----- RECORDS SHOWN -----
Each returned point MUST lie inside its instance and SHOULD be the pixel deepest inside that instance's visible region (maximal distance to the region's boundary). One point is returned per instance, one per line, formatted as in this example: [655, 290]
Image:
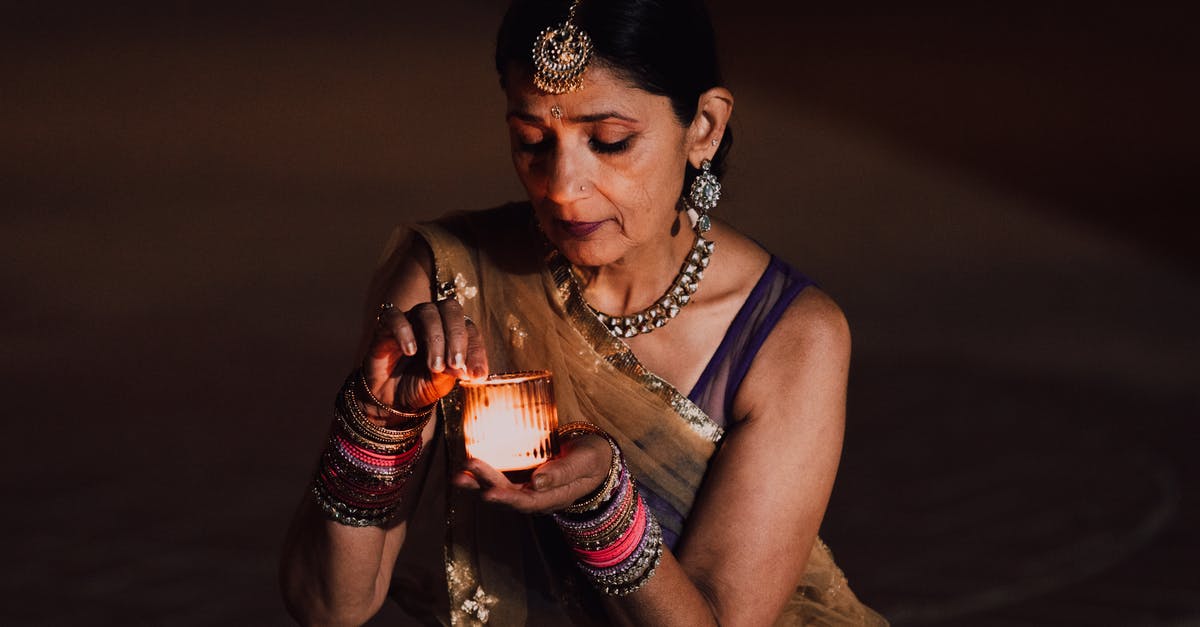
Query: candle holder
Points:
[509, 422]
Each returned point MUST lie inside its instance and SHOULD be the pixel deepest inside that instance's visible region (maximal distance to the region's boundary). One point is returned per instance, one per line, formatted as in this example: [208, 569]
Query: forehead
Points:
[604, 90]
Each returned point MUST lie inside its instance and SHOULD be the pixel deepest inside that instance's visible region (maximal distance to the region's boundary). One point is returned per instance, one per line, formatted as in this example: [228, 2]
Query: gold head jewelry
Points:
[561, 54]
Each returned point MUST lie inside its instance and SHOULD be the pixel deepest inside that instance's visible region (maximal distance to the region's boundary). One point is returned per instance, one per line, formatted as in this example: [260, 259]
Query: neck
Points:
[639, 279]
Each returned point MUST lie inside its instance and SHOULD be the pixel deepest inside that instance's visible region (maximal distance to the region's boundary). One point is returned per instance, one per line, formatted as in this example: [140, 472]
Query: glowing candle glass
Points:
[509, 421]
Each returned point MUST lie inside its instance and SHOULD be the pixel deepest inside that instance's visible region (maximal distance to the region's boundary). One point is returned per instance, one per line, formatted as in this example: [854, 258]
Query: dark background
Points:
[195, 195]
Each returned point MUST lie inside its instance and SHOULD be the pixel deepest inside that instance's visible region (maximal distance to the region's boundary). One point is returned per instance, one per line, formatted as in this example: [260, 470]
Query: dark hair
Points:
[664, 47]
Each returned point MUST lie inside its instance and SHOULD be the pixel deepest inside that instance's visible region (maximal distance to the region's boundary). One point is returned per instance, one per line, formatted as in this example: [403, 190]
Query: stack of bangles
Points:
[616, 538]
[365, 466]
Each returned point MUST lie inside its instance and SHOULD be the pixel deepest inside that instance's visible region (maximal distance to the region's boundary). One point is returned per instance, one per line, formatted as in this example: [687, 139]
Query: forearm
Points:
[345, 538]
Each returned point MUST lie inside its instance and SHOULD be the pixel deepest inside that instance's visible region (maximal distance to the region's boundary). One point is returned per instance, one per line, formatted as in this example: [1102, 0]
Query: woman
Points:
[667, 508]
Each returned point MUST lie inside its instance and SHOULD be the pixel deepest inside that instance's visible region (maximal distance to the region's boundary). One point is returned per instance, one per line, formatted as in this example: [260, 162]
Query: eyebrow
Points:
[579, 119]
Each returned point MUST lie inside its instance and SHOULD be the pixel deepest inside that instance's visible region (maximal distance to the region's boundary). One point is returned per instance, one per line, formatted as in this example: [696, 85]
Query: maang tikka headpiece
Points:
[561, 54]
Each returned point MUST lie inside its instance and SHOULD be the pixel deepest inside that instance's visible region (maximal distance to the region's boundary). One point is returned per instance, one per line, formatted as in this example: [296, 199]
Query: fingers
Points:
[394, 323]
[427, 317]
[477, 353]
[454, 326]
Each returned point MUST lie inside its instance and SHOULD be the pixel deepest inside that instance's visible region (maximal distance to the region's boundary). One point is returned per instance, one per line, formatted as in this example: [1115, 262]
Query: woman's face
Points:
[603, 166]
-----
TASK STATEMENT: Give all the entries again exactly, dropping each picture.

FULL RESPONSE:
Each returned point MUST lie inside its instance and SHOULD be the pixel deepest inside that instance's visible region (maximal distance to the region's boundary). One point is returned per instance, one per line, formatted as in this example: [655, 290]
Image:
Query: candle holder
Points:
[509, 422]
Each returned point MUST lie inside its instance and SHOULD be the pixel deepest inside that instance's visible region (maximal distance to the region's boundary). One point is returned per instance, one per line, formatted as in this example: [208, 569]
Query: forehead
Points:
[604, 90]
Each returned point MUST lie inside its instance and SHOULD be the pixel deepest inside that instance's visible region (maximal distance to the region's boundary). One point is returned per instance, one per line, formatted as in this example: [228, 2]
Query: gold head jewelry
Points:
[561, 54]
Each returned point MUST lie inside its instance and SHOULD be the pixel deepest inside that instance's visible region (maximal distance to the region's boundary). One point is returned per instance, one per line, formatted as in this example: [260, 259]
Query: neck
Points:
[639, 279]
Each returned point MUST lie inside its instance and SHOULD be the pixel deepest inside that instance's visible region (maximal distance to the region's boundary). One point is returned per instance, one per line, formatted as in this example: [140, 472]
Query: glowing candle glass
Points:
[509, 421]
Each returned point MUST lie inside its instance and SHOULD be the pixel deepest inside that instance's visible region (maximal distance to the region's boundary). One point is returned per instance, one per line, formatted as in this example: [854, 258]
Query: dark background
Points:
[195, 195]
Each returned point MUST lie inside its instance and SHOULD be the pixel deepest inside that instance's visible region (maximal distance to the region's boundary). One point is returned per instance, one per line, formatted as in this example: [260, 470]
Query: dark hair
Points:
[664, 47]
Each returned point MUST lie inside its instance and SHOULD be the pixel deepest inside that instance's visible region (maximal distance to the region's boundary). One point is returned per instance, one per line, formatted as in this example: [403, 190]
Query: stack of bangles
Points:
[616, 538]
[365, 466]
Each returned point MUST lie inside its instance and SHOULD be the pixel deepest inside that instance's visible region (maximal distance to the region's boundary). One point is returned per instance, one per line, formatted as in this example: [687, 139]
Query: forearm
Points:
[345, 538]
Each returned point MUST lie inside its instance and SHOULD be the pixel deepest inside that instance's visible region (maximal distance to the region's boundary). One point is returned per instance, one per line, formatted as in this example: [1102, 0]
Query: woman
Points:
[667, 508]
Each returned point MUST lie inside its instance and SHOULD be the pixel deepest inside that instance's visible region (maximal distance to the region's boundary). One point is returned per instance, one per line, formatted as in this example: [260, 162]
Query: eyebrow
Points:
[579, 119]
Each returned point MUST lie inside its instance and SHOULD be the pixel deepest inside that instance's visible region (maximal distance to the region's boundary). One point is returned per instance, one per line, formatted as in this example: [696, 85]
Query: maang tikka headpiece
Points:
[561, 54]
Each returned point MUST lie inside its instance and SHOULD be the pixel deepest inside that instance's visible region (maximal distance to the region's boundary). One point is returned per instance, one per line, formatted as in this example: [296, 199]
Query: fingers
Points:
[394, 323]
[427, 317]
[477, 353]
[454, 326]
Each returned point MUST lie inside its instance and SHOULD be the pixel deepest inside that instance's visible region (maximal distance to the region's boundary). One point is returned per instance, one per line, formatted as in this example: [1115, 262]
Query: woman's face
Points:
[603, 166]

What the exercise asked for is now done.